Source passage:
------------

News Feed Forums Vegetables Which micronutrients are safer to err on excess vs err on deficiency Reply To: Which micronutrients are safer to err on excess vs err on deficiency

  • Benny Thompson

    February 10, 2023 at 10:25 pm

    Thanks @JohnWarmerdam! We’ve done a lot of trials this way. I definitely appreciate you mentioning it, because the trials always require more patience than I want to give, and I too often convince myself to skip the trials.

    Still begs the question: when you run trials, for each micronutrient, do you err on deficiency or excess? Typically I would do three tests 1) 1/2 the recommended concentration, 2) the recommendation, and 3) 2x the recommendation.

    Let’s talk about Boron as one example…say the sap analysis says you have a boron deficiency.
    Correct me if I’m wrong on any of this…
    A good level for Boron in lettuce sap is about 10ppm (and calcium is about 5000ppm). Calcium and Boron are immobile, which means the deficiency shows up in the new growth. A systemic deficiency should be corrected with weekly foliar applications otherwise the new growth of the following week won’t get the boron.

    For example, when I do calcium foliar sprays, I do it at Ca 1000ppm (mixture of calcium acetate and calcium carbonate). Works perfectly and we’ll do it every week if there’s systemic calcium deficiency. With systemic deficiency, the application won’t last two weeks, we would get leaf tip rot if we didn’t spray every week.

------------

Exercises:
(A) According to the forum reply, what is a good level of boron in lettuce sap?
(B) Write out the part of the forum reply between "Correct me if" and "spray every week.", inclusive.
The entries have nothing to do with the forum reply.

------------

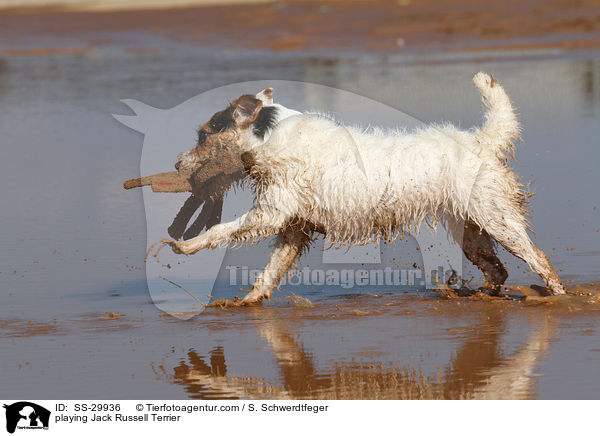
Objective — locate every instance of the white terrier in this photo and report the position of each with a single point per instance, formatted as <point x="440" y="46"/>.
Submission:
<point x="313" y="175"/>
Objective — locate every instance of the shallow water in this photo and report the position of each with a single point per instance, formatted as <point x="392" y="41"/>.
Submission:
<point x="74" y="241"/>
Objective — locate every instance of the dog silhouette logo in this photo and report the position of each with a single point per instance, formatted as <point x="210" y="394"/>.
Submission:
<point x="26" y="415"/>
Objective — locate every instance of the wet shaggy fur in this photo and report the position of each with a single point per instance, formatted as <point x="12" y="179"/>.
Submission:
<point x="313" y="174"/>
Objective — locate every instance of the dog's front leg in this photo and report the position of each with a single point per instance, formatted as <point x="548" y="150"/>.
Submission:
<point x="252" y="225"/>
<point x="289" y="245"/>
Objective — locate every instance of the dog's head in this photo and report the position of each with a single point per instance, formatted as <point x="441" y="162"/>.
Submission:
<point x="243" y="125"/>
<point x="214" y="164"/>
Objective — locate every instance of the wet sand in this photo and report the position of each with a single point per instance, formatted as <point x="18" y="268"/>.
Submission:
<point x="381" y="25"/>
<point x="77" y="320"/>
<point x="419" y="346"/>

------------

Answers to the problems:
(A) About 10ppm.

(B)
Correct me if I’m wrong on any of this…
    A good level for Boron in lettuce sap is about 10ppm (and calcium is about 5000ppm). Calcium and Boron are immobile, which means the deficiency shows up in the new growth. A systemic deficiency should be corrected with weekly foliar applications otherwise the new growth of the following week won’t get the boron.

    For example, when I do calcium foliar sprays, I do it at Ca 1000ppm (mixture of calcium acetate and calcium carbonate). Works perfectly and we’ll do it every week if there’s systemic calcium deficiency. With systemic deficiency, the application won’t last two weeks, we would get leaf tip rot if we didn’t spray every week.